Concílio de Bruxos e Bruxas

14/09/97

Jeová - "por alcunha antiga o padre eterno" - é absolutamente irresistível: ao pronunciar uma palavra, as outras vêm na enxurrada, sem pensar. Toca um tipo de gramophone no cérebro - acontece quando o poeta é bom, o ritmo dos versos sedutor e não se vexa o leitor de repeti-los alto e bom som. Agora, Junqueiro - obrigado -, volto ao padre eterno.

:::

Trabalho pedido:
(a) Reproduza fielmente a parte do trecho apresentado que abre com as palavras que contêm "Concílio de Bruxos" e fecha com "ao padre eterno.".
(b) Traduza para o inglês esta frase do trecho apresentado: "Toca um tipo de gramophone no cérebro - acontece quando o poeta é bom, o ritmo dos versos sedutor e não se vexa o leitor de repeti-los alto e bom som."

:::

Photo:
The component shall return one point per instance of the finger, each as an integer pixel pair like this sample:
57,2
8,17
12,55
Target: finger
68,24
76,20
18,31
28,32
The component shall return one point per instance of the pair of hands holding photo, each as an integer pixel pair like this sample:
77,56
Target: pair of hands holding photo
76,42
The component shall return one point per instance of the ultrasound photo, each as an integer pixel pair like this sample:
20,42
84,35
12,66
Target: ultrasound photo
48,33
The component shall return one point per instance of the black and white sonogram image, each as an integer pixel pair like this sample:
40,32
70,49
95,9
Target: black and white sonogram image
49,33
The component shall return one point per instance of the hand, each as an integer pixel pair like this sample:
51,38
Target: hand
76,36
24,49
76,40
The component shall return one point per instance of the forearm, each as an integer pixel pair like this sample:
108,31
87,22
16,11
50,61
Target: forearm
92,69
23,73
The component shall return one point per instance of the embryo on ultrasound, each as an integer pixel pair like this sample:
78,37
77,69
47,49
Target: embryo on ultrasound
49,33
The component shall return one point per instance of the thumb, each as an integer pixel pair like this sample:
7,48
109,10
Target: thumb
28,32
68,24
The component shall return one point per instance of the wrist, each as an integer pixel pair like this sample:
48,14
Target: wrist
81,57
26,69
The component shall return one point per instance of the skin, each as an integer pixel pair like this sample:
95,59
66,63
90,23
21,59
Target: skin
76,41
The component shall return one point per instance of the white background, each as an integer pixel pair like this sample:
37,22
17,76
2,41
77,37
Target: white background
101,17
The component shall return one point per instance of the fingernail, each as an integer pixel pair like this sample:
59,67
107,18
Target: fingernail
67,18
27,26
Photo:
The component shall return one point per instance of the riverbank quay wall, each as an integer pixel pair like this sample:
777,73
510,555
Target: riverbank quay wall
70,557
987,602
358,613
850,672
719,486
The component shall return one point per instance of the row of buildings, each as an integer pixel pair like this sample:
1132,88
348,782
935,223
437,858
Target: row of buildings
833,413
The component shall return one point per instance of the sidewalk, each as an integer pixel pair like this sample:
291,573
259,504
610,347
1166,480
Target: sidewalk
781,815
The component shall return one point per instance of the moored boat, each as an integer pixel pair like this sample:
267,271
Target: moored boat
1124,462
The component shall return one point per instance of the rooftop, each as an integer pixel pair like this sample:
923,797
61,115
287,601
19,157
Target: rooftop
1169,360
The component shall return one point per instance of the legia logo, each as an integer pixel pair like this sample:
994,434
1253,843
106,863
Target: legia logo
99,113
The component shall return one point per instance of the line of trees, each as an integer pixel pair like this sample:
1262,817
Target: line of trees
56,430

:::

Respostas em ordem:
(a)
Concílio de Bruxos e Bruxas

14/09/97

Jeová - "por alcunha antiga o padre eterno" - é absolutamente irresistível: ao pronunciar uma palavra, as outras vêm na enxurrada, sem pensar. Toca um tipo de gramophone no cérebro - acontece quando o poeta é bom, o ritmo dos versos sedutor e não se vexa o leitor de repeti-los alto e bom som. Agora, Junqueiro - obrigado -, volto ao padre eterno.

(b) A kind of gramophone plays in the brain - it happens when the poet is good, the rhythm of the verses seductive, and the reader is not ashamed to repeat them loud and clear.